▶ **What you have to do**: Gather every line in the listing below that contains the string "drilling", and copy each one in full.

▶ **Material provided**:
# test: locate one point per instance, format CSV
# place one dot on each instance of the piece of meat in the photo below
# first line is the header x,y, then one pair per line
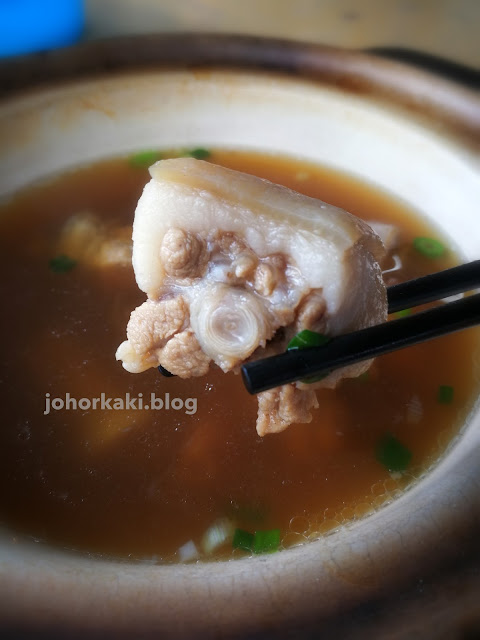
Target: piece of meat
x,y
183,356
253,263
278,408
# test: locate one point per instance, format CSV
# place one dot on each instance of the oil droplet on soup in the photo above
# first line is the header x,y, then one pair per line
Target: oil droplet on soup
x,y
184,478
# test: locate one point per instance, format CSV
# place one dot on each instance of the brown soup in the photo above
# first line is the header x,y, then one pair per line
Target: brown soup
x,y
141,483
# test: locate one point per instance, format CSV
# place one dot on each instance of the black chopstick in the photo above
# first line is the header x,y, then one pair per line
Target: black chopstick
x,y
347,349
433,287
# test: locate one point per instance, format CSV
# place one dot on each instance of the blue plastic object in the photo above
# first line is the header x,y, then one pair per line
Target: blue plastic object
x,y
27,26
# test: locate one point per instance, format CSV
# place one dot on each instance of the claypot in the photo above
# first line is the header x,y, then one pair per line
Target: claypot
x,y
412,134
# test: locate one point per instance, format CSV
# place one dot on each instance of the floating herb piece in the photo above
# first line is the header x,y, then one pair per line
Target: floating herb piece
x,y
199,153
307,338
429,247
445,394
394,455
62,264
243,540
266,541
144,159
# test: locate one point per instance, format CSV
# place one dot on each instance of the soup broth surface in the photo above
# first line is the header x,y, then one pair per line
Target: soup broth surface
x,y
143,483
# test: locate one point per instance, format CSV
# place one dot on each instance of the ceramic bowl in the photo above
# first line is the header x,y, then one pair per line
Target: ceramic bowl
x,y
412,134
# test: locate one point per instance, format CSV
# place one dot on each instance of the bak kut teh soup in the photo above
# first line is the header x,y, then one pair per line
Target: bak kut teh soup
x,y
86,466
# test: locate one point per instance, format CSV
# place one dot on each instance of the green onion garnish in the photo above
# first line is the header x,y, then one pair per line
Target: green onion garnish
x,y
62,264
429,247
258,542
445,394
266,541
144,159
394,455
403,313
307,338
243,540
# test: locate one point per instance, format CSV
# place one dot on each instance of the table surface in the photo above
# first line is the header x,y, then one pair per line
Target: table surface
x,y
446,28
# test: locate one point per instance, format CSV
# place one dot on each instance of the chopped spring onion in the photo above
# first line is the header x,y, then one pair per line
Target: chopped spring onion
x,y
216,535
243,540
62,264
198,153
307,338
445,394
188,552
266,541
144,159
394,455
429,247
258,542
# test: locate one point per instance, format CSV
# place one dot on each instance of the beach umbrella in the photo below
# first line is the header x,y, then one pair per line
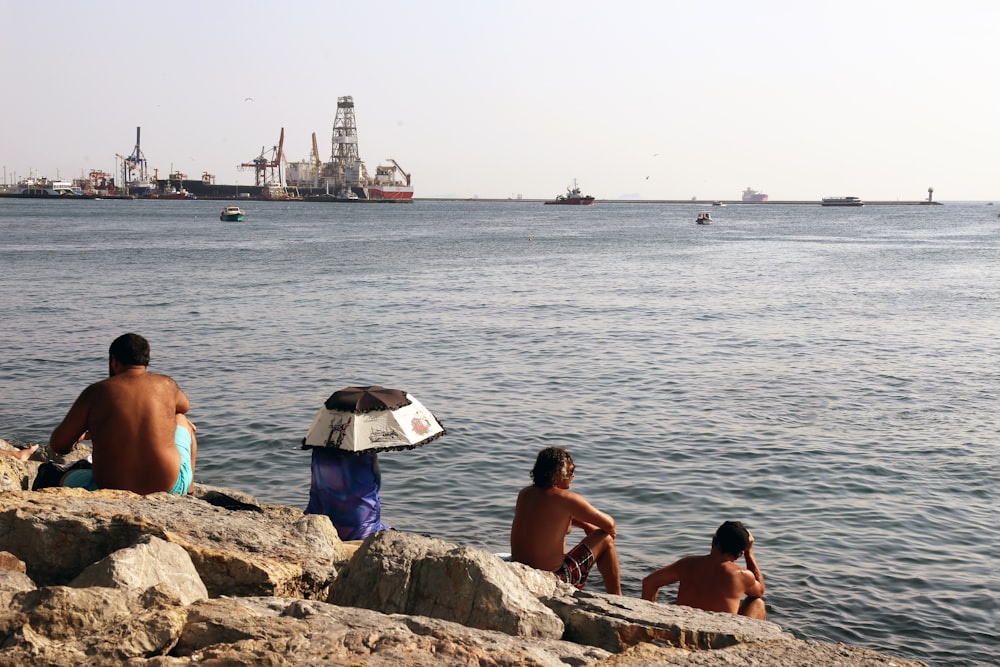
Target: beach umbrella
x,y
372,419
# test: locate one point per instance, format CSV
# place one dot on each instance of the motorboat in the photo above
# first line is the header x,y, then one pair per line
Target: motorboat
x,y
842,201
232,214
573,196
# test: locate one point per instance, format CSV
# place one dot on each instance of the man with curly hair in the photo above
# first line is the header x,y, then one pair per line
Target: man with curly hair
x,y
545,514
715,582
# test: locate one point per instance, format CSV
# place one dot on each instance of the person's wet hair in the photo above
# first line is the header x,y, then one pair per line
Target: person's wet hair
x,y
731,538
130,350
552,464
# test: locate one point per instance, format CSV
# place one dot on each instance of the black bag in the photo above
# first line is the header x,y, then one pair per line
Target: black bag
x,y
49,473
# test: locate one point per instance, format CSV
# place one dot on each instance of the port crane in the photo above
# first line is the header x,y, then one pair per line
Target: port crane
x,y
133,166
405,174
267,163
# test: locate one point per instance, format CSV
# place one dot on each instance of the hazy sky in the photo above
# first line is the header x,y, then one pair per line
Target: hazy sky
x,y
656,99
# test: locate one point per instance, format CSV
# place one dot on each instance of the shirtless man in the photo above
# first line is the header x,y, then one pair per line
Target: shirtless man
x,y
135,420
715,582
545,514
20,454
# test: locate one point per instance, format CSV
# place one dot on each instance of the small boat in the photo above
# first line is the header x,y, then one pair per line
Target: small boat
x,y
842,201
232,214
751,196
572,197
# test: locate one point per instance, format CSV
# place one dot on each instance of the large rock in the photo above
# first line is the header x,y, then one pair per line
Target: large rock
x,y
68,626
615,622
275,551
135,564
402,573
150,563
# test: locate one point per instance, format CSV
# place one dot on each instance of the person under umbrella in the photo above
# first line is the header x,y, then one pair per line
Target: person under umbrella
x,y
346,435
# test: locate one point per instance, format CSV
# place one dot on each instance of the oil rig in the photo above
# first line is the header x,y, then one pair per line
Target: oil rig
x,y
345,176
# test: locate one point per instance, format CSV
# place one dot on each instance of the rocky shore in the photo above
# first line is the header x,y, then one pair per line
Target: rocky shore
x,y
217,579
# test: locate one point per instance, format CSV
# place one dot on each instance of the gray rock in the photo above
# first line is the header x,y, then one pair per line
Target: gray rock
x,y
59,532
402,573
151,562
615,622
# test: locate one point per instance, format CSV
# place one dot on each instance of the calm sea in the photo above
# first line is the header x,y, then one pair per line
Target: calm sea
x,y
828,376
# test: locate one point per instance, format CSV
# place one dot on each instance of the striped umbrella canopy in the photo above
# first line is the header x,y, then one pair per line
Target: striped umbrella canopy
x,y
372,419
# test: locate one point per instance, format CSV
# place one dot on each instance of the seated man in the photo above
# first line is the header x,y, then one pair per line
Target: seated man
x,y
345,487
546,512
715,582
135,419
20,454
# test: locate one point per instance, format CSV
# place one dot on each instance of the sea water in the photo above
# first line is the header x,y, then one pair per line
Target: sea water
x,y
828,376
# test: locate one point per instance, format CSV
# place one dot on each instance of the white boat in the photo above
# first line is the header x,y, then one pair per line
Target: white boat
x,y
842,201
232,214
573,196
43,187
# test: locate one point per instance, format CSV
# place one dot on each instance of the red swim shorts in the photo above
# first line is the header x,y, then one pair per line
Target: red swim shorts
x,y
576,566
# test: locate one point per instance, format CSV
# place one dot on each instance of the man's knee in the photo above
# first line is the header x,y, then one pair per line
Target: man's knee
x,y
753,608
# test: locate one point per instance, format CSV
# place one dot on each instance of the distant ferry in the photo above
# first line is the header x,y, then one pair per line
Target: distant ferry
x,y
573,196
43,187
842,201
754,196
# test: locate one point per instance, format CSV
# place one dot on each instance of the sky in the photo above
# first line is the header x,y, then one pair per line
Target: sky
x,y
656,99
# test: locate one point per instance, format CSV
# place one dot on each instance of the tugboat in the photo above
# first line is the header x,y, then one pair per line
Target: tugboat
x,y
572,197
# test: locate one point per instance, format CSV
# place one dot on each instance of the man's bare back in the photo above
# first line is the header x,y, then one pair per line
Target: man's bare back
x,y
714,582
545,514
131,418
542,519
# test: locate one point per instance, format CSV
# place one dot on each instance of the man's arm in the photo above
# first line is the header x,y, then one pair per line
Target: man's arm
x,y
72,427
183,404
583,514
756,588
665,576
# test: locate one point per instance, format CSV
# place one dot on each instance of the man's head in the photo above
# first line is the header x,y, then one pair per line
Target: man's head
x,y
731,538
553,465
130,350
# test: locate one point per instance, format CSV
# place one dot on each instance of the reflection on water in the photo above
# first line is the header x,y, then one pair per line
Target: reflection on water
x,y
822,375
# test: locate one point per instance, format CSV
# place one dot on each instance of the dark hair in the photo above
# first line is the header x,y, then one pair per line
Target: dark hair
x,y
130,350
731,538
552,464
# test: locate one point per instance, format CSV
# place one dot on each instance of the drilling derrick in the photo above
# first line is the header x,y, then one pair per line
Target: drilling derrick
x,y
345,169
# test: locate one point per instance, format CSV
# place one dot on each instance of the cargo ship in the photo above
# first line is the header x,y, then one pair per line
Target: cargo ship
x,y
842,201
386,185
751,196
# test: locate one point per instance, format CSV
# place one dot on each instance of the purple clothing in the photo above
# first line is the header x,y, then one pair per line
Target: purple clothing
x,y
345,487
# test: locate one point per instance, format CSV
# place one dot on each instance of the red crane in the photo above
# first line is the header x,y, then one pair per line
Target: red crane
x,y
268,164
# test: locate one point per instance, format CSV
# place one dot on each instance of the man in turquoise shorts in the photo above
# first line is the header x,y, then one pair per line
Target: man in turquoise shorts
x,y
142,440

▶ **Task response**:
# place one dot on each instance of the drilling derrick in the photo above
Target: drilling derrick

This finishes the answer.